Problem statement
Output all records precisely as written.

Input data

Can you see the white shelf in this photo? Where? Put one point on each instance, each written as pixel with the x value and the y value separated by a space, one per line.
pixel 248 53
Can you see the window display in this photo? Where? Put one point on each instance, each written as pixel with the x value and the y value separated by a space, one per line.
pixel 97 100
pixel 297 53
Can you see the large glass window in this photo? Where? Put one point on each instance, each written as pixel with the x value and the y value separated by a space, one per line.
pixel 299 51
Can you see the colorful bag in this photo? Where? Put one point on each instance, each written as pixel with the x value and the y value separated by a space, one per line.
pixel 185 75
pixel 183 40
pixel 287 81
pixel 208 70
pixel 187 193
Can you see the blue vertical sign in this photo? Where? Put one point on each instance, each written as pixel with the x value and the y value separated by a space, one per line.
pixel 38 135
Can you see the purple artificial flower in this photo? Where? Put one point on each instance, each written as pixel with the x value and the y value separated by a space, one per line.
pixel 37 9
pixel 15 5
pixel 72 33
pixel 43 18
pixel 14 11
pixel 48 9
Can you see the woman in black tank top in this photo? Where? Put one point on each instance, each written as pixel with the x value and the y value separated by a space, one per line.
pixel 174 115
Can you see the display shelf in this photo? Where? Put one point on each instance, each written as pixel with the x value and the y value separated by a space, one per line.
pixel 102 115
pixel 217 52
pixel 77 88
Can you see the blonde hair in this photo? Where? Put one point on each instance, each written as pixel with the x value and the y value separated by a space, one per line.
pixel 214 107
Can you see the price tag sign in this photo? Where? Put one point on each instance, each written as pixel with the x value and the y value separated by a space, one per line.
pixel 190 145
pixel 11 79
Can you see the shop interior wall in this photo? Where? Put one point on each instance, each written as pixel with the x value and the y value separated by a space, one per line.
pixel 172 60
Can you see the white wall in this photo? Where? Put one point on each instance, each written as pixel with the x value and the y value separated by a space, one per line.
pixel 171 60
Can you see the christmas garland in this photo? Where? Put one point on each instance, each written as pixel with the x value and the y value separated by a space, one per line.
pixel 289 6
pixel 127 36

Output for this task
Can you see the white shelf in this photo? Where? Put one point on each instance, each written as pixel with the x value and the y value separated by a space, one per line.
pixel 248 53
Can you see the window display in this photo? Where? Put one point on each instance, each written as pixel with the x value and the y value separated by a space, one per line.
pixel 97 100
pixel 297 53
Can you see the large glass window in this photo? Where? Put one point on each instance, each written as pixel with the x value and the y value separated by a space, one per line.
pixel 299 51
Can you see the colorful bag in this photo? Where? Put one point on each instance, each written as pixel with the x value and the y value separated by a space, one per line.
pixel 185 75
pixel 183 40
pixel 287 81
pixel 208 70
pixel 187 193
Can you see the blue vertical sign in this photo? Where? Put one point on each instance, each written as pixel with the x value and the y value separated by a space, one per line.
pixel 38 135
Can you see the purple artificial flower in this photo? Where? Put one point on each instance, each written as pixel with the x value and the y value separated by a space, one per line.
pixel 37 9
pixel 15 5
pixel 72 33
pixel 43 18
pixel 14 11
pixel 48 9
Can you see the woman in black tank top in this photo? Where? Put one point on each instance, each written as pixel with the x value and the y value separated by a space, one per line.
pixel 174 115
Can you see the display shelf in this photo? Where? Put one point on each instance, each written as pixel with the x value and the y value separated by a space, one per line.
pixel 102 115
pixel 217 52
pixel 77 88
Can you see the blonde hair in this photo? Where? Put one point on each instance, each written as pixel with the x value and the y value separated by a space, one per line.
pixel 214 107
Can you see the price tag sign in this photo? Where? Put one point on each instance, each written as pixel with the x value and the y value separated by a space, one per line.
pixel 190 145
pixel 11 79
Can you see the shop interior wall in this photo? Where? Put one point on each instance, each written as pixel with the x value and the y value separated by a space, one per line.
pixel 172 60
Can you see the white wall in this photo? Where? Put one point on each instance, each written as pixel with the x value and the y value separated by a space, one per line.
pixel 171 60
Can you see the christmas garland in this photo? Where? Put one point on each instance, each written as pixel with the x value and the y value separated by a space, one per line.
pixel 289 6
pixel 127 36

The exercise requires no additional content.